───── 练习数据 ─────
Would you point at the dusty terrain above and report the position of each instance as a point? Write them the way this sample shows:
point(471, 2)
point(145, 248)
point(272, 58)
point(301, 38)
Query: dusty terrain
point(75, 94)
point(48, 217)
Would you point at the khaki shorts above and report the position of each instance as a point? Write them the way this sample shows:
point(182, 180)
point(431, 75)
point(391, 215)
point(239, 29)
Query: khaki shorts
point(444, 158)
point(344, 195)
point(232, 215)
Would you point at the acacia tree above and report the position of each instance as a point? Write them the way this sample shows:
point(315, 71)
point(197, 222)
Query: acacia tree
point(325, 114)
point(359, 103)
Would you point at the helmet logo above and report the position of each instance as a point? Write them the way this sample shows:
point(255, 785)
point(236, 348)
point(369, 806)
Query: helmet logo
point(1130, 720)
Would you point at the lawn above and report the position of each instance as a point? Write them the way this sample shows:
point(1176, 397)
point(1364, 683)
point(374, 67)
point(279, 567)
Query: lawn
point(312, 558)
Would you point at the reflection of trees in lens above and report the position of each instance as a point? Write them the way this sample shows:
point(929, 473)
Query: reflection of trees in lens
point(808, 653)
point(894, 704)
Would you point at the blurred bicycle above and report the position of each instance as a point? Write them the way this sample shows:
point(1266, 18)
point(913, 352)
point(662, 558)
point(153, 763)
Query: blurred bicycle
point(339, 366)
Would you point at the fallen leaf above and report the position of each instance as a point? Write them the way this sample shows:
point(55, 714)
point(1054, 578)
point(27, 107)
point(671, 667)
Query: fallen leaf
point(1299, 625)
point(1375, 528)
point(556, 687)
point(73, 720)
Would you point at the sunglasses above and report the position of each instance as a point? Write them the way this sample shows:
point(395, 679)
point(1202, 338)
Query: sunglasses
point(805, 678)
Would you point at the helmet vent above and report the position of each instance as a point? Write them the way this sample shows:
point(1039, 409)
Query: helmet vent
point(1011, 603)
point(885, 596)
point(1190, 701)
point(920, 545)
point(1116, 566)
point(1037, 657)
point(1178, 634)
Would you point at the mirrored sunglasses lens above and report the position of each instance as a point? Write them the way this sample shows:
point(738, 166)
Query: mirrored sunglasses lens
─────
### 任务要求:
将以上各行中的“Query”一律换成“Label”，其余文字保持原样，重新写出全部内容。

### 解答:
Would you point at the dusty terrain above and report the position of each instance as a point? Write them the way this sample shows:
point(471, 2)
point(145, 248)
point(272, 58)
point(301, 38)
Label: dusty terrain
point(75, 94)
point(48, 217)
Would you point at the khaki shorts above and report the position of each instance as a point? Write them the way this sample shows:
point(182, 180)
point(431, 75)
point(391, 215)
point(239, 29)
Label: khaki shorts
point(444, 158)
point(344, 195)
point(232, 215)
Would you point at the acacia tree above and report the position of each instance as a point? Write them the way this sample shows:
point(315, 71)
point(197, 222)
Label: acacia tree
point(325, 114)
point(359, 103)
Would you point at the helmet logo above and report the position of each instance as a point? Write them the way this sample shows:
point(255, 785)
point(236, 348)
point(369, 806)
Label: helmet logo
point(1130, 720)
Would you point at the lawn above and report the position of each instance as a point? Write them the way this sample shows:
point(1176, 397)
point(1364, 683)
point(374, 67)
point(279, 567)
Label: lawn
point(312, 558)
Would you point at the reflection of trees in lens above and report the position of each instance as a point? Write them the way this sample shows:
point(929, 473)
Label: reflection of trees in lens
point(808, 653)
point(894, 704)
Would you point at the blurred bicycle above and report the position of each instance as a point? Write them the way this sample shows:
point(1266, 18)
point(913, 352)
point(662, 558)
point(153, 763)
Label: blurred bicycle
point(339, 366)
Would you point at the fallen leaf above and report the position of each instance as a point? Write them the way this sample shows:
point(55, 714)
point(1054, 578)
point(27, 107)
point(671, 667)
Label: fallen leaf
point(1299, 625)
point(1375, 528)
point(556, 687)
point(73, 720)
Would you point at the sunglasses above and report the position of each instance as a point? Write them the way this sample shows:
point(395, 679)
point(1202, 338)
Label: sunglasses
point(805, 678)
Would you point at the helmet vent above and report the position of each instance as a point? Write them the way this sample shows:
point(1039, 409)
Label: helmet vent
point(1011, 603)
point(885, 596)
point(1190, 701)
point(920, 545)
point(1116, 566)
point(1037, 657)
point(1178, 634)
Would you point at the mirrored sunglasses lens above and report the position of each instance as a point? Write them the way this sample shows:
point(738, 166)
Label: mirrored sunglasses lens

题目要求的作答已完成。